→ Selected passage
┏━━
Unpresidented
Too soon!
As in so many other things, Donald Trump has defined the impending era for us via Twitter.
Trump was commenting on an incident involving an American drone submarine being impounded by the Chinese navy. He called it "unpresidented." The tweet was later corrected to read "unprecedented," and there's at least a chance Trump knew that was the correct word, and just slipped up and used a nonexistent homophone instead, something I've done myself in the heat of passioante writing (both with a keyboard and a pen). Merriam Webster spun it into a "not" joke with its own tweet, saying "unpresidented" was NOT the word of the day, as that honor was reserved for the word "huh." Social media seized on the neologism, and it's been everywhere, as the nation tries to come to grips with what's going to happen on January 20.
The scrambling to correct the Freudian slip--and the ironic glee with which it's been welcomed by those of us already weeping over the loss of the classiest White House family in modern history--speak to me of a deeper significance to this word. As a candidate and as president-elect, Donald Trump has been acting consistently to redefine the presidency as both more powerful and less competent than what the nation and the world need. Since the United States first emerged as a superpower with its entry into World War I a century ago, the office of the American presidency has epitomized power restrained by the rule of law. American presidents command the world's most powerful military force, oversee the world's largest economy, implement and originate policies that impact every human being on the planet, and speak with a moral authority accorded to no other world leader. Much of that authority comes from the most unique aspect of the office: it is temporary. With the exception of Franklin D. Roosevelt, no American President has held the office for more than eight years; and no President has seen fit to question this term limit, made permanent by Constitutional amendment in 1951.
There are other limits on the length of a President's time in office, most notably the ability of the American people to elect someone else after four years. Barring that, or in the event of the voters somehow choosing a candidate who endangers the nation and planet through corruption or incompetence, there is the release valve of impeachment.
In times of national sanity, there has been great comfort in both the electoral limit and the impeachment correction. Incompetent Confederacy-appeaser Andrew Johnson's disastrous post-Lincoln Presidency was reined in by the threat of impeachment. Chronic power-abuser Richard Nixon resigned rather than face impeachment. Bill Clinton, on the other hand, was actually impeached (which means not removal from office, but indictment by Congress, with removal only occurring after a trial) for lawyerly obfuscation over a sex scandal. That show trial ended with Congress censoring Clinton. Disgusted voters dealt the Republican party serious blows in the following election, but also gave Al Gore too insignificant a majority to defeat George W. Bush; and the bad smell of that experience was one of the many factors keeping Hillary Clinton from winning outright in November.
┗━━
→ Instructions for the task
According to the passage about the word "unpresidented," in what year did a constitutional amendment make the presidential term limit permanent?

→ Dataset content
┏━━
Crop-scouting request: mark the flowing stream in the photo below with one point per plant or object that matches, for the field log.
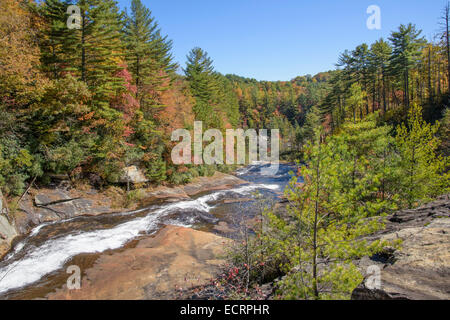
(36, 263)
┗━━
→ Written solution
1951